OBJETIVO: Reescreva o texto sobre as ruínas das Missões começando em "Contemplando o cenário" e terminando em "da percepção humana.". Substitua "civilização ocidental" por "sociedade ocidental" nesse trecho.

Província de Missiones – Argentina : Missão de San Ignácio Mini – 1632 - Patrimônio Mundial da UNESCO em 1984, cantaria detalhe das ruínas. Foto : EDELWEIS
Na fronteira oeste do atual Rio Grande do Sul constituiu-se, nos séculos XVII e XVIII, uma parte de um vasto laboratório de uma experiência que buscou conectar mundo empírico da percepção e a Emoção humana com um projeto que privilegiava os sentidos humanos. As ruínas desta experiência são testemunhas mudas e que anteciparam a visão das ruínas atuais da era industrial e da informática. Ruínas que mostram, como toda crueza a obsolescência, cada vez mais acelerada, do mundo da fábrica. Ruínas que prefiguram a entropia a que estão sujeitos os apelos aos sentidos humanos dos recursos mediáticos possíveis com a eletrônica e que transformam os lugares, onde ocorrem, em estacionamento provisório de eventos.
Contemplando o cenário contemporâneo não existe nada tão atual e eficiente do que a conexão entre as obras de arte e os sentidos humanos. As Missões jesuíticas foram uma amostra acabada desta conexão. O cultivo da Emoção imediata, proveniente dos sentidos humanos, deixa de lado a primazia da Razão e comanda a nossa civilização ocidental. Os seus templos são os ‘shopping center’s’, estádios esportivos e lugares de celebrações coletivas.
Os campos da comunicação, da propagando, do marketing e da economia, proveniente da indústria cultural, conhecem este caminho que constrói o mundo empírico da percepção humana.
Nas ruínas das Missões é possível vislumbrar a antecipação da idéia da franquia, em cima de um produto testado e o deslocamento de sua produção para a periferia dos centros de decisão.
Departamento de Itapúa - Paraguai: Missão de La Santíssima Trindad de Paraná - 1703 - Patrimônio Mundial da UNESCO em 1993, cantaria detalhe das ruínas Foto : EDELWEIS
Se a ruína deprime o ser humano, do outro lado, o que sobrou das Missões, demonstra que a criatura humana torna-se histórica na medida dos seus projetos. Esta historicidade é reforçada pela concepção de Le Corbusier[1] (in Boesiger, 1970, p.168) de que “nada é transmissível a não ser o pensamento”.

Dados coletados:
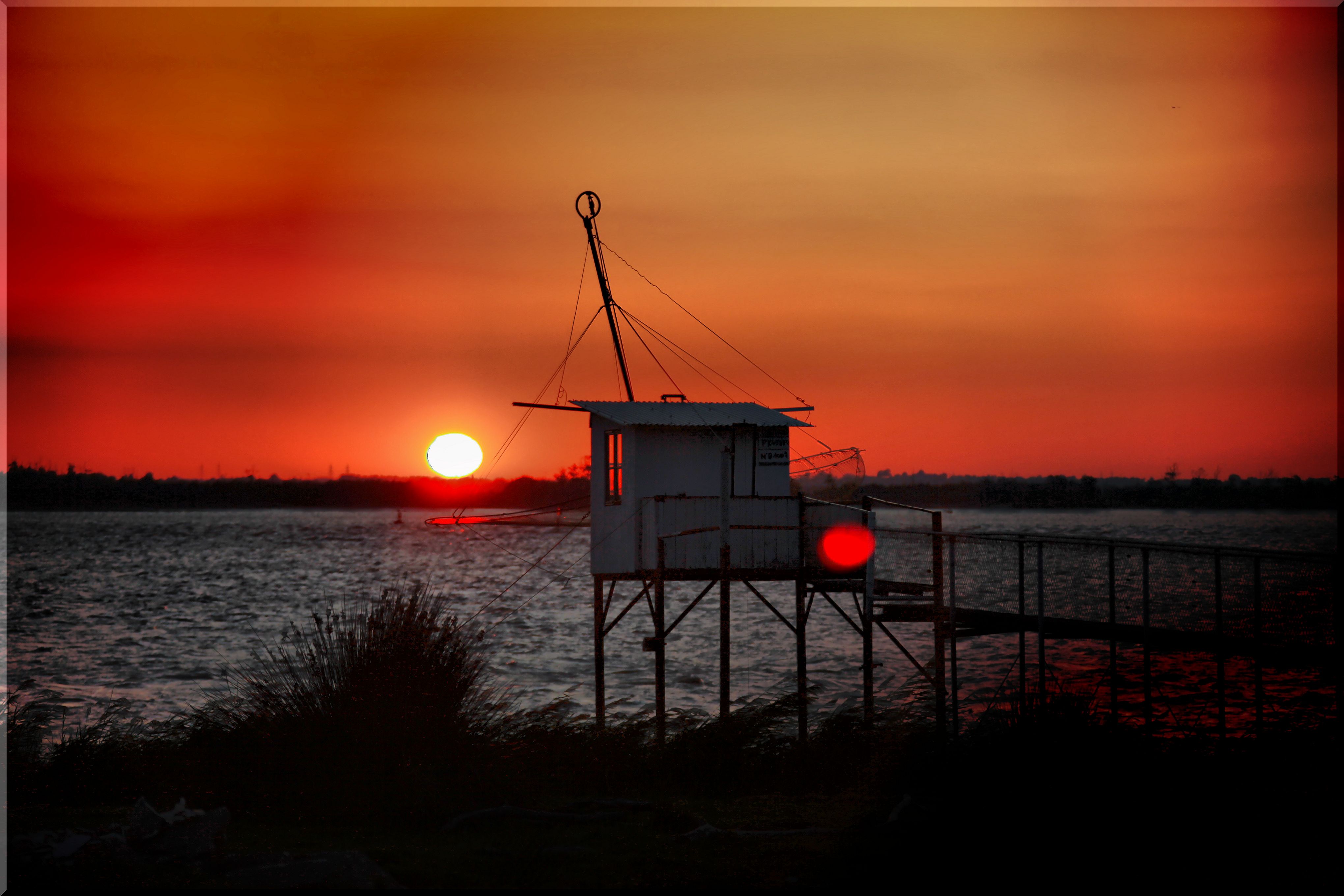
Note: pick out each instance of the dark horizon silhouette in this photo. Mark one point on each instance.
(41, 490)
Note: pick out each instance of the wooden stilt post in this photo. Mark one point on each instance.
(1111, 577)
(1148, 658)
(867, 617)
(952, 634)
(599, 656)
(1260, 672)
(1218, 636)
(725, 589)
(1022, 627)
(1041, 623)
(660, 686)
(800, 621)
(940, 672)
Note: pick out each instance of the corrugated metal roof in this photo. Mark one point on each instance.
(689, 413)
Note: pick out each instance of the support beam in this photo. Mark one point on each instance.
(1041, 620)
(599, 659)
(660, 704)
(1148, 656)
(724, 632)
(940, 664)
(1260, 671)
(1111, 618)
(1218, 633)
(866, 614)
(1022, 627)
(801, 606)
(952, 621)
(725, 565)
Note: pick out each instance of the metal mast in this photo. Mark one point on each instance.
(595, 206)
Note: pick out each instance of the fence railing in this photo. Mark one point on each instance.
(1236, 636)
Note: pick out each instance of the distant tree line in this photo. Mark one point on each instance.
(41, 490)
(1088, 492)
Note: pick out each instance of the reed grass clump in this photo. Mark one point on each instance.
(372, 700)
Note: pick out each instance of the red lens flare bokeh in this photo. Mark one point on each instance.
(845, 547)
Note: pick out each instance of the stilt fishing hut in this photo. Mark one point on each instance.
(701, 492)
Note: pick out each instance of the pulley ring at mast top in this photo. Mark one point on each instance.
(595, 205)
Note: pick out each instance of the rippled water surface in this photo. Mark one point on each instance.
(150, 605)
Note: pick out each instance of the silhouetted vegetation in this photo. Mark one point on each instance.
(381, 713)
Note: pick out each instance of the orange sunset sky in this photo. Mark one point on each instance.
(979, 241)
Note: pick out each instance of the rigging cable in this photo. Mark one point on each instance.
(535, 563)
(666, 340)
(569, 340)
(648, 350)
(705, 325)
(518, 426)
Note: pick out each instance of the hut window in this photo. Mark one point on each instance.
(613, 467)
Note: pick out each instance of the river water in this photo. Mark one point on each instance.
(151, 605)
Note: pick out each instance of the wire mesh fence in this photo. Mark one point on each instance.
(1179, 639)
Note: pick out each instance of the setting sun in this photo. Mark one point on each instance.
(455, 456)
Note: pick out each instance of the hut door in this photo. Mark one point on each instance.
(744, 460)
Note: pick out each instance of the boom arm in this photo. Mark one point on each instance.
(595, 206)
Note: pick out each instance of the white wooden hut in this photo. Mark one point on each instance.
(660, 469)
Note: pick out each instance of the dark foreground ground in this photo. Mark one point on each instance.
(1050, 811)
(369, 750)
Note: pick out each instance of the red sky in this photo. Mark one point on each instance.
(979, 241)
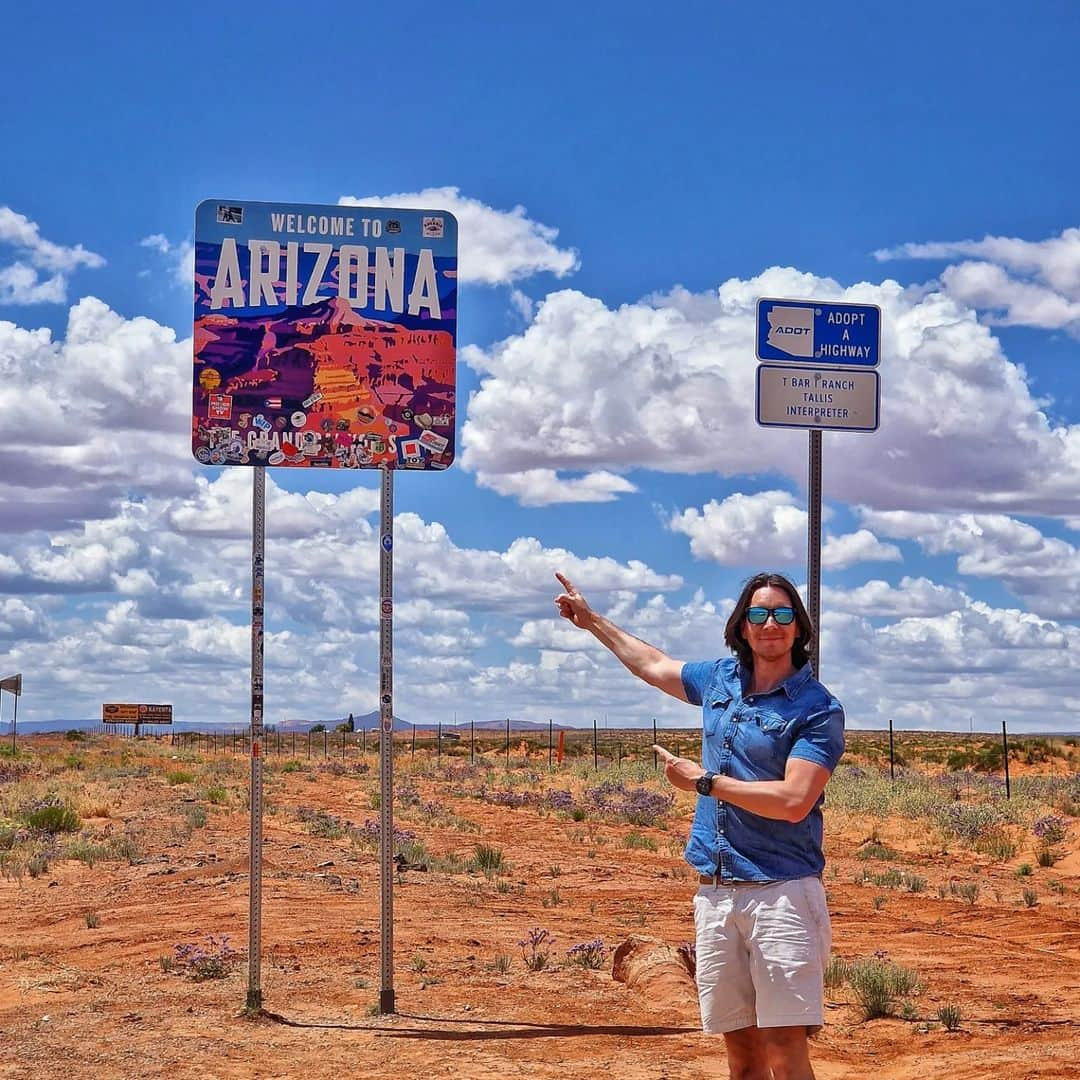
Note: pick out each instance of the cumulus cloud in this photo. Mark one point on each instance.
(496, 246)
(912, 596)
(90, 417)
(174, 570)
(769, 528)
(1016, 282)
(539, 487)
(667, 383)
(1043, 571)
(23, 281)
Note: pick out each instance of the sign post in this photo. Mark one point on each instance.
(13, 684)
(818, 373)
(387, 742)
(254, 1000)
(325, 337)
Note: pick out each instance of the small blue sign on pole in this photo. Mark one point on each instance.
(818, 334)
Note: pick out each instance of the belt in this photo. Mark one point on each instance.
(715, 879)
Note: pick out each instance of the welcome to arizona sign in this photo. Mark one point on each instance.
(324, 336)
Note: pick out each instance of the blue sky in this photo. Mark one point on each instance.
(628, 181)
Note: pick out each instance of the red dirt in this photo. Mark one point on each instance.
(81, 1002)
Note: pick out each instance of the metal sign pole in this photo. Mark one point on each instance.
(255, 847)
(387, 742)
(813, 548)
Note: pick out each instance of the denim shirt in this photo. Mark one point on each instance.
(751, 737)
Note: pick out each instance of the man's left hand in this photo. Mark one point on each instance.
(680, 771)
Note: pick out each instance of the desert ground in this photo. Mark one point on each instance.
(124, 900)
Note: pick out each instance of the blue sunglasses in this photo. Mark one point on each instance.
(759, 617)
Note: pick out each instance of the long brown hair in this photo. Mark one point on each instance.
(733, 631)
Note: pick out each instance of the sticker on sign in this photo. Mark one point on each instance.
(818, 333)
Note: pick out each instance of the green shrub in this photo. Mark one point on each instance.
(1047, 855)
(877, 984)
(489, 859)
(51, 818)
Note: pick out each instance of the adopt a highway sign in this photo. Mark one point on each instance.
(819, 334)
(826, 399)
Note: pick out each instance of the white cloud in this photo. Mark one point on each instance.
(1042, 570)
(861, 547)
(23, 282)
(91, 417)
(539, 487)
(1020, 282)
(769, 529)
(496, 246)
(667, 383)
(913, 596)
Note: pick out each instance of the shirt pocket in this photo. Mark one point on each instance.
(770, 738)
(716, 705)
(770, 723)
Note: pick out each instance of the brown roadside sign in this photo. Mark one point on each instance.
(136, 714)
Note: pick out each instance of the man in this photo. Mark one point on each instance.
(771, 737)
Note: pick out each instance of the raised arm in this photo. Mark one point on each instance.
(639, 658)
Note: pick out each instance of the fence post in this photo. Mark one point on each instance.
(1004, 744)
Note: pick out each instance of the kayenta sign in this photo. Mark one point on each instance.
(136, 714)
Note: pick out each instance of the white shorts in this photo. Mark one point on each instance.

RESPOSTA DO EXERCÍCIO:
Contemplando o cenário contemporâneo não existe nada tão atual e eficiente do que a conexão entre as obras de arte e os sentidos humanos. As Missões jesuíticas foram uma amostra acabada desta conexão. O cultivo da Emoção imediata, proveniente dos sentidos humanos, deixa de lado a primazia da Razão e comanda a nossa sociedade ocidental. Os seus templos são os ‘shopping center’s’, estádios esportivos e lugares de celebrações coletivas.
Os campos da comunicação, da propagando, do marketing e da economia, proveniente da indústria cultural, conhecem este caminho que constrói o mundo empírico da percepção humana.